BC: That’s a really fascinating part of what you find in CoEvolution Quarterly, this moment about which one could wax terribly nostalgic, that the governor of California was hanging out with people who really knew what needed to be done. And it all kind of came crashing down.

WIT: And Jerry would come to Lindisfarne meetings in 1980 at Green Gulch, the San Francisco Zen Center. But the appointments of Tyrone Cashman, and Sim van der Ryn, the state architect and Rusty Schweickart, as the energy czar of the state of California, those were coming out of the Lindisfarne meetings. So much so that I began to get . . . because I have this kind of Druid radar that can sense a rotten stage before it’s even gotten to ripe,and I disengage and back away, which is how I’ve handled intellectual celebrity in my life. After my appearance on Bill Moyers’ TV show, I just put it into reverse and disappeared from the media. Stewart didn’t, he knew how to surf the media. We’re opposites that way. I have enormous respect for him, but he’s muchmore, what I feared was a sort of countercultural Brzezinski. He’s not a countercultural Kissinger, which is what I was afraid he was going to become. But he is a countercultural Brzezinski. And Brzezinski’s a smart guy.

William Irwin Thompson speaking at the Whole Earth Jamboree, 1978

BC: OK, tell me what that means, exactly.

WIT: He has more of a lust for power than I have. I had been approached by the Rockefellers to serve on Nelson’s Critical Choice commission on his run for the presidency. I was invited to lunch personally with Laurance Rockefeller. And I said, no. You have to understand, you have to separate authority from power. So the Lindisfarne Association cannot be power-y. If I had wanted that, I would have stayed at MIT. MIT or Harvard is the right subway, the Metroliner down to Washington. And so Laurance, being the most rad of the Rockefeller brothers, was actually more interested by my refusal than if I had accepted, because then I would just be a conventional guy on the make, and they’re surrounded by those people all the time.

ACTIVITY LIST ▸
• 1. According to the interview about the Lindisfarne meetings, who became the energy czar of California?
• 2. Write the next part of the interview about the Lindisfarne meetings, picking up after its final sentence.

RECORDS SHOWN ▸

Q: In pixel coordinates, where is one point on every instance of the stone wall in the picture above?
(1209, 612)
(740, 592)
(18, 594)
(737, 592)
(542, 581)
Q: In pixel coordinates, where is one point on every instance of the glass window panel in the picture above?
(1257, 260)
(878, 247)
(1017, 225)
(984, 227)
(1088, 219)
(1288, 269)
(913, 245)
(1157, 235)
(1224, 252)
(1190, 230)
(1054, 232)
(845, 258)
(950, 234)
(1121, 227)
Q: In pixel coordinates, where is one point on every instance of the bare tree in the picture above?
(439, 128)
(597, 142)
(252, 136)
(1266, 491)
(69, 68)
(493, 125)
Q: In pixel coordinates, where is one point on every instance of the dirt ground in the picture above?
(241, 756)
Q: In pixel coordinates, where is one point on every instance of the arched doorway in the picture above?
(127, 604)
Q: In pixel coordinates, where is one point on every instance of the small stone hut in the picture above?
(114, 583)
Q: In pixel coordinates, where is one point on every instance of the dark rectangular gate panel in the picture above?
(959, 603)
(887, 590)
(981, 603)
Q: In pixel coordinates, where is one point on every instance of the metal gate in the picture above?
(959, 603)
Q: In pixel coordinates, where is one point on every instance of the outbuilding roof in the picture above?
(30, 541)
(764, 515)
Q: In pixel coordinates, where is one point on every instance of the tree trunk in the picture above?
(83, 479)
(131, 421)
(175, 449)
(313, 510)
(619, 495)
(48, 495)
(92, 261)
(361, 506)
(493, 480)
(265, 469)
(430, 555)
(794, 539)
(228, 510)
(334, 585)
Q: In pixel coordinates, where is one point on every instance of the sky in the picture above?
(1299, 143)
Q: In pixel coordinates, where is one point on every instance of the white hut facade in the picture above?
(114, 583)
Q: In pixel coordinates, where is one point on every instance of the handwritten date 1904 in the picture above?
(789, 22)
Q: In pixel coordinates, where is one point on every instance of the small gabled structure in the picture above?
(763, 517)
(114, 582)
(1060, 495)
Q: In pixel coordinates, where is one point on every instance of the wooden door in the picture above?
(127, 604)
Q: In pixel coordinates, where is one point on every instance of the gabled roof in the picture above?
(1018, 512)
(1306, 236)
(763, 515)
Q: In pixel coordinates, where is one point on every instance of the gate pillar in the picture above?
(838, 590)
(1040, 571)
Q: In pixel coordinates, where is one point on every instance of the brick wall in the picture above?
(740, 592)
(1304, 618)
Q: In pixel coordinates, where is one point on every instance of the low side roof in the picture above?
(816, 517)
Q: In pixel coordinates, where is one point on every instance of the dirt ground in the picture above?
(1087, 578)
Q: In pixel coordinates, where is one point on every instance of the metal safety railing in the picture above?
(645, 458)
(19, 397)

EXPECTED RESULTS ▸
• 1. Rusty Schweickart.

• 2.
So what was offered to me, was what defined mylife, by saying no. But I hadn’t the confidence that Stewart would say no. He really wanted to make a countercultural elite into a cabinet for a Jerry Brown presidency in 1980. And, you know, he might be right, it might have been stupid to disengage. But it’s hard to say, a lot of people who lusted for power, like working for the Shah, they’re gone, and in my humble way, I’m still here. So it’s an argument on how one engages with culture, and when one doesn’t—when to engage and when not. It’s a tricky business. But Stewart is very different from me. He goes for wealth, and money, power—he’s comfortable with it, he does it well, he gets reviewed in Nature magazine, he is a cultural force to be reckoned with. So in the long run, who knows who’s right?

To tie a knot onto all of this, Stewart and I engaged with Baker-roshi and Michael Murphy in this East Coast/West Coast thing, with the roots in the systems stuff of Gregory Bateson and the ecological movement. And the meetings on both coasts began to be actually a part of a kind of larger ecology of mind, to use the name of Gregory’s bestseller. And so we knew about one another, we worked together, and a lot of the same players are all in the same meetings. So there’s a lot of overlap. Even though the styles of Lindisfarne and the Whole Earth Catalog are so different, I still published in the Whole Earth Review, and there is a commonality that we’re participating in, but we’re articulating very different styles. And it came to a head over Jerry Brown. That’s why I had one meeting called “Evil and the Contradictions of Power,” to confront the shadow of Stewart Brand and to deal with the lust for the Jerry Brown presidency before it happened, in 1978 I guess, I had that meeting at Lindisfarne in Manhattan. So that’s how, in what you’re studying in the roots of systems, we are both participating in the same process.